(DESCRIPTION OF THE TASK): Reproduce the material below word for word, preserving every line in its original order.

(LISTED RECORDS):
------------

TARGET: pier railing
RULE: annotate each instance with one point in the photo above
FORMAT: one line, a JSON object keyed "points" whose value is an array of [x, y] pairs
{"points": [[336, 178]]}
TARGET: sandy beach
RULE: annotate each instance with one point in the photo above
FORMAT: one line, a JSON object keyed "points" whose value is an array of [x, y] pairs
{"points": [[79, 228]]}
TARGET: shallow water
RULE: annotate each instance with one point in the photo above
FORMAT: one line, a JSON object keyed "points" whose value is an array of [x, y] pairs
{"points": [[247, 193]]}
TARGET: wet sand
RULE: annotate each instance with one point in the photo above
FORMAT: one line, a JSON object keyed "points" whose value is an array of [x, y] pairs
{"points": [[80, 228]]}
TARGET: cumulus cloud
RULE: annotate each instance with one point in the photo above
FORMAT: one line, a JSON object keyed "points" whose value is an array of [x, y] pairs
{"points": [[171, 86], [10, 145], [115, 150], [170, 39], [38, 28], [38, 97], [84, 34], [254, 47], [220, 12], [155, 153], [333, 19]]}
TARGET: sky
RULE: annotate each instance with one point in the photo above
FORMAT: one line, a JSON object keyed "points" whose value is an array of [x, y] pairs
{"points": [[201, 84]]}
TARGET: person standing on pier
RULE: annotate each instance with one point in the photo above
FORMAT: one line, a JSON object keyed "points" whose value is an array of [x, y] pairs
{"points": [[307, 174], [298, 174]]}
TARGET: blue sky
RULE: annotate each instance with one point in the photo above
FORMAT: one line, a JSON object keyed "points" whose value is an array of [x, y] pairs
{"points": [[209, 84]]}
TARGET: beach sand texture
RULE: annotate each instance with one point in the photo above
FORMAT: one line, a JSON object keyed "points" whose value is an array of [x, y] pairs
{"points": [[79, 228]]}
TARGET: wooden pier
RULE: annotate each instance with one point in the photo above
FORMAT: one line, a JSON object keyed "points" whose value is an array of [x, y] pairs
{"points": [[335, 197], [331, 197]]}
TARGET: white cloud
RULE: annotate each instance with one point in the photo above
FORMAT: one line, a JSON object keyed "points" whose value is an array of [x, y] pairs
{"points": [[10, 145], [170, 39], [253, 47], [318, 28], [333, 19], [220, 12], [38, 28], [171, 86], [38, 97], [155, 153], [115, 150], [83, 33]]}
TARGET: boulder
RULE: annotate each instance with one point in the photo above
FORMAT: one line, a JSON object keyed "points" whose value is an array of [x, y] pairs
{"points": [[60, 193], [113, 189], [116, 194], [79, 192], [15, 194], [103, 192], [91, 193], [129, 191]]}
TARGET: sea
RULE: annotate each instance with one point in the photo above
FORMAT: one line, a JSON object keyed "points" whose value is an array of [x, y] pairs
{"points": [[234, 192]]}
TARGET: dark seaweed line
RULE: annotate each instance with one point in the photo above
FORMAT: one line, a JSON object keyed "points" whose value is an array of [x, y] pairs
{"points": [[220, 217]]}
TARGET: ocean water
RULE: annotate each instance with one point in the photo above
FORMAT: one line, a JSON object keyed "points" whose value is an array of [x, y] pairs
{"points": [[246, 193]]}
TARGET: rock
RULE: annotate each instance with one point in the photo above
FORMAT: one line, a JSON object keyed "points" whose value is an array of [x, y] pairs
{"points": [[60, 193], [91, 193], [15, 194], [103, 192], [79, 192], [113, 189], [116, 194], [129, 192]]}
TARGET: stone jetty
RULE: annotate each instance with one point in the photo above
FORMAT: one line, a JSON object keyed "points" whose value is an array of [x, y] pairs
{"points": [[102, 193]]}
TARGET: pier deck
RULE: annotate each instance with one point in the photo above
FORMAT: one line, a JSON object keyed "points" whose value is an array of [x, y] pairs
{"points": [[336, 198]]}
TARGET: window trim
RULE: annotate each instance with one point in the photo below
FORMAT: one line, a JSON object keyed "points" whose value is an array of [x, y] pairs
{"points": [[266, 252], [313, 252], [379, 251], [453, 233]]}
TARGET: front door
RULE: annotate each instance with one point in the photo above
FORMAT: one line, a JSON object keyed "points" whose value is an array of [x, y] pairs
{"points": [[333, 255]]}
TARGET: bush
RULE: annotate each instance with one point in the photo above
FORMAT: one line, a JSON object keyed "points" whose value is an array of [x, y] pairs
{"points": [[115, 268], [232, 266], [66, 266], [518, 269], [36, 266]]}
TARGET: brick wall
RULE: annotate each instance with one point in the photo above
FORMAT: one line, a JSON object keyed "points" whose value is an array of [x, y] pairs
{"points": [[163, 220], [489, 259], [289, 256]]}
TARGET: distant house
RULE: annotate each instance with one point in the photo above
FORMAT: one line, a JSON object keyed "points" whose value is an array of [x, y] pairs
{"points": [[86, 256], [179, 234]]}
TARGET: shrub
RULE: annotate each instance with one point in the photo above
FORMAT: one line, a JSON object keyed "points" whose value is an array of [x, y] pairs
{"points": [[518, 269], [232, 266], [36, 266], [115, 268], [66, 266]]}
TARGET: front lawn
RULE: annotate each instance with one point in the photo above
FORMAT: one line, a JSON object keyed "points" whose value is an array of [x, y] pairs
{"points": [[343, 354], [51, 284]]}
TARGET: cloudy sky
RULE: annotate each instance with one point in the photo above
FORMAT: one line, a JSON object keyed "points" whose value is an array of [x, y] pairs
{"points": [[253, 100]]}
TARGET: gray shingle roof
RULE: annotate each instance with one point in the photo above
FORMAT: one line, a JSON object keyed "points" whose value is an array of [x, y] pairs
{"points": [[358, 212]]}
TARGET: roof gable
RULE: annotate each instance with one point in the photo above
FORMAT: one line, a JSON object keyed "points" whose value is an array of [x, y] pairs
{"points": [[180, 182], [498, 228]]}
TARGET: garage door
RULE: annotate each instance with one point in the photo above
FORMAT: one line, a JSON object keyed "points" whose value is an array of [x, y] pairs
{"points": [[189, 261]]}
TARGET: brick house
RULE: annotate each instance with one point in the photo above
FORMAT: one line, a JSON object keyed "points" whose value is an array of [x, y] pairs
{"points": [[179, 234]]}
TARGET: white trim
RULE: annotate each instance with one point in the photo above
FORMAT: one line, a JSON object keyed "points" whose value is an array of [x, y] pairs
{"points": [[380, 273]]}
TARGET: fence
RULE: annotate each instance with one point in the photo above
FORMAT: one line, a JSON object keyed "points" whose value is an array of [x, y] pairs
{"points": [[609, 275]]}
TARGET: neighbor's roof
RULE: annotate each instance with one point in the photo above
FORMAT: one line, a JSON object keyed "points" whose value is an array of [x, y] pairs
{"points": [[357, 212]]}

------------

(ANSWER TO THIS TASK):
TARGET: pier railing
RULE: annotate each instance with one point in the photo above
FORMAT: one line, a JSON object keyed "points" whose value is an array of [x, y] pairs
{"points": [[336, 178]]}
TARGET: sandy beach
RULE: annotate each instance with one point in the photo above
FORMAT: one line, a JSON object keyed "points" whose value is an array of [x, y] pairs
{"points": [[79, 228]]}
TARGET: shallow water
RULE: annotate each instance with one point in the photo above
FORMAT: one line, a JSON object keyed "points" whose value is an array of [x, y] pairs
{"points": [[247, 193]]}
TARGET: wet sand
RULE: annotate each instance with one point in the photo above
FORMAT: one line, a JSON object keyed "points" whose value is an array of [x, y] pairs
{"points": [[80, 228]]}
TARGET: cumulus cloud
RULE: annotate each instance with one point in the photo above
FORMAT: one line, a JSON object keyed "points" whose value is an array of [x, y] pairs
{"points": [[171, 86], [10, 145], [115, 150], [170, 39], [38, 28], [38, 97], [84, 34], [254, 47], [220, 12], [155, 153], [333, 19]]}
TARGET: sky
RULE: annotate each instance with one point in the photo above
FORMAT: one line, a JSON object keyed "points" whose value is an array of [x, y] pairs
{"points": [[201, 84]]}
TARGET: person standing on pier
RULE: annotate each instance with one point in the photo above
FORMAT: one line, a JSON object keyed "points" whose value is an array of [x, y] pairs
{"points": [[307, 174], [298, 174]]}
TARGET: blue sky
RULE: annotate each instance with one point in the photo above
FORMAT: one line, a JSON object keyed "points" whose value is an array of [x, y] pairs
{"points": [[209, 84]]}
TARGET: beach sand texture
RULE: annotate each instance with one point in the photo above
FORMAT: one line, a JSON object keyed "points" whose value is an array of [x, y] pairs
{"points": [[79, 228]]}
TARGET: wooden pier
RULE: annotate each instance with one point in the photo above
FORMAT: one line, a JSON object keyed "points" whose value is an array of [x, y] pairs
{"points": [[335, 197], [331, 197]]}
TARGET: white cloud
RULE: annotate each instance with one point in the photo above
FORMAT: one line, a JSON object keyed "points" whose value is an array of [x, y] pairs
{"points": [[10, 145], [170, 39], [253, 47], [318, 28], [333, 19], [220, 12], [38, 28], [171, 86], [38, 97], [155, 153], [115, 150], [83, 33]]}
TARGET: boulder
RULE: annotate each instance with one point in the photo above
FORMAT: one line, a JSON object keyed "points" whose value is an array of [x, y] pairs
{"points": [[60, 193], [113, 189], [116, 194], [79, 192], [15, 194], [103, 192], [91, 193], [129, 191]]}
TARGET: sea
RULE: annotate each instance with one point in the photo above
FORMAT: one line, a JSON object keyed "points" whose value is an array of [x, y] pairs
{"points": [[234, 192]]}
TARGET: dark seaweed line
RULE: annotate each instance with one point in the photo above
FORMAT: one line, a JSON object keyed "points" whose value is an array of [x, y] pairs
{"points": [[220, 217]]}
TARGET: ocean water
RULE: annotate each instance with one point in the photo above
FORMAT: one line, a JSON object keyed "points" whose value is an array of [x, y] pairs
{"points": [[246, 193]]}
TARGET: rock
RULE: annotate each instance with one point in the photo above
FORMAT: one line, a JSON object keyed "points" whose value is an array of [x, y] pairs
{"points": [[60, 193], [91, 193], [15, 194], [103, 192], [79, 192], [113, 189], [116, 194], [129, 192]]}
TARGET: stone jetty
RULE: annotate each instance with one point in the photo above
FORMAT: one line, a JSON object keyed "points" whose value is an array of [x, y] pairs
{"points": [[102, 193]]}
TARGET: pier deck
RULE: annotate each instance with one point in the photo above
FORMAT: one line, a JSON object keyed "points" whose value is an array of [x, y] pairs
{"points": [[336, 198]]}
TARGET: window trim
RULE: annotate each instance with one point in the photo below
FORMAT: one line, a JSON object keyed "points" whose value is an array of [x, y] pairs
{"points": [[266, 252], [313, 252], [379, 251], [453, 233]]}
TARGET: front door
RULE: annotate each instance with one point in the photo above
FORMAT: one line, a JSON object keyed "points" whose value is an array of [x, y] pairs
{"points": [[333, 255]]}
TARGET: bush
RULE: annotate each instance with one point in the photo above
FORMAT: one line, a JSON object keyed "points" whose value is an array of [x, y] pairs
{"points": [[115, 268], [232, 266], [66, 266], [518, 269], [36, 266]]}
TARGET: brick wall
RULE: annotate each instance with one point in the photo above
FORMAT: one line, a JSON object keyed "points" whose value is an array of [x, y] pairs
{"points": [[163, 220], [489, 259], [289, 256]]}
TARGET: distant house
RULE: annotate each instance with one point in the photo above
FORMAT: one line, a JSON object keyed "points" whose value is an array of [x, y] pairs
{"points": [[86, 256], [179, 234]]}
TARGET: shrub
RULE: annotate each instance with one point in the photo above
FORMAT: one line, a JSON object keyed "points" whose value is an array of [x, y] pairs
{"points": [[518, 269], [232, 266], [36, 266], [115, 268], [66, 266]]}
TARGET: front lawn
RULE: annotate each instance with one point in the photo above
FORMAT: one line, a JSON object keyed "points" whose value is an array of [x, y] pairs
{"points": [[343, 354], [51, 284]]}
TARGET: cloudy sky
RULE: annotate each instance with one point in the photo above
FORMAT: one line, a JSON object keyed "points" whose value is an array of [x, y] pairs
{"points": [[253, 100]]}
TARGET: gray shingle roof
RULE: annotate each instance with one point in the photo above
FORMAT: one line, a JSON object keyed "points" whose value is an array of [x, y] pairs
{"points": [[358, 212]]}
TARGET: roof gable
RULE: annotate each instance with one point in the photo above
FORMAT: one line, a JSON object keyed "points" whose value is an array of [x, y] pairs
{"points": [[180, 182], [498, 228]]}
TARGET: garage door
RULE: annotate each instance with one point in the photo above
FORMAT: one line, a JSON object keyed "points" whose value is an array of [x, y] pairs
{"points": [[189, 261]]}
TARGET: brick house
RULE: annotate each instance with one point in the photo above
FORMAT: one line, a JSON object keyed "points" whose value is an array of [x, y] pairs
{"points": [[179, 234]]}
TARGET: white trim
RULE: annotate each instance with one point in the photo above
FORMAT: one line, a JSON object keyed "points" whose value is an array of [x, y] pairs
{"points": [[380, 273]]}
TARGET: fence
RULE: annotate each instance with one point in the photo above
FORMAT: one line, a JSON object keyed "points" whose value is an array of [x, y] pairs
{"points": [[609, 275]]}
TARGET: neighbor's roof
RULE: annotate each instance with one point in the photo above
FORMAT: one line, a JSON object keyed "points" whose value is an array of [x, y] pairs
{"points": [[357, 212]]}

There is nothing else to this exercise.